**Given problem:** Can you rewrite the lines below as a JSON list of strings, one string per line, with blank lines left out?

**Material for the task:**
## START
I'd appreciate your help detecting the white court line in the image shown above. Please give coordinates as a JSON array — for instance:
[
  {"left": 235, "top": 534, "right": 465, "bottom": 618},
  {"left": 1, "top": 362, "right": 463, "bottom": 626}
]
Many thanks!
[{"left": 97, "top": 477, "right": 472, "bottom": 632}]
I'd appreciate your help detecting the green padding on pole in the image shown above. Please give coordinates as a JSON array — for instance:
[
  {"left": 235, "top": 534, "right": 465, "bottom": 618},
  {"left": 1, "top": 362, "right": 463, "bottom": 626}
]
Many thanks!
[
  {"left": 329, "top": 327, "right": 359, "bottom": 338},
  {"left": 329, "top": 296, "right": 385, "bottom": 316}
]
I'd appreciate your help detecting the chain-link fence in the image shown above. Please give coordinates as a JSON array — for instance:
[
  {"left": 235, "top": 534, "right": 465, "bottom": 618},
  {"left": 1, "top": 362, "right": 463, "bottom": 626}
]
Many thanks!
## END
**Result of the task:**
[
  "I'd appreciate your help detecting the white court line in the image shown above. Please give coordinates as a JSON array — for instance:",
  "[",
  "  {\"left\": 235, \"top\": 534, \"right\": 465, \"bottom\": 618},",
  "  {\"left\": 1, \"top\": 362, \"right\": 463, \"bottom\": 626}",
  "]",
  "Many thanks!",
  "[{\"left\": 97, \"top\": 477, \"right\": 472, \"bottom\": 632}]",
  "I'd appreciate your help detecting the green padding on pole in the image shown above. Please give coordinates as a JSON array — for instance:",
  "[",
  "  {\"left\": 235, \"top\": 534, \"right\": 465, \"bottom\": 618},",
  "  {\"left\": 1, \"top\": 362, \"right\": 463, \"bottom\": 626}",
  "]",
  "Many thanks!",
  "[",
  "  {\"left\": 329, \"top\": 327, \"right\": 359, \"bottom\": 338},",
  "  {\"left\": 329, \"top\": 296, \"right\": 385, \"bottom\": 316}",
  "]",
  "I'd appreciate your help detecting the chain-link fence in the image shown above. Please give coordinates as a JSON array — for instance:",
  "[",
  "  {\"left\": 235, \"top\": 534, \"right\": 465, \"bottom\": 618},",
  "  {\"left\": 1, \"top\": 362, \"right\": 463, \"bottom\": 626}",
  "]",
  "Many thanks!"
]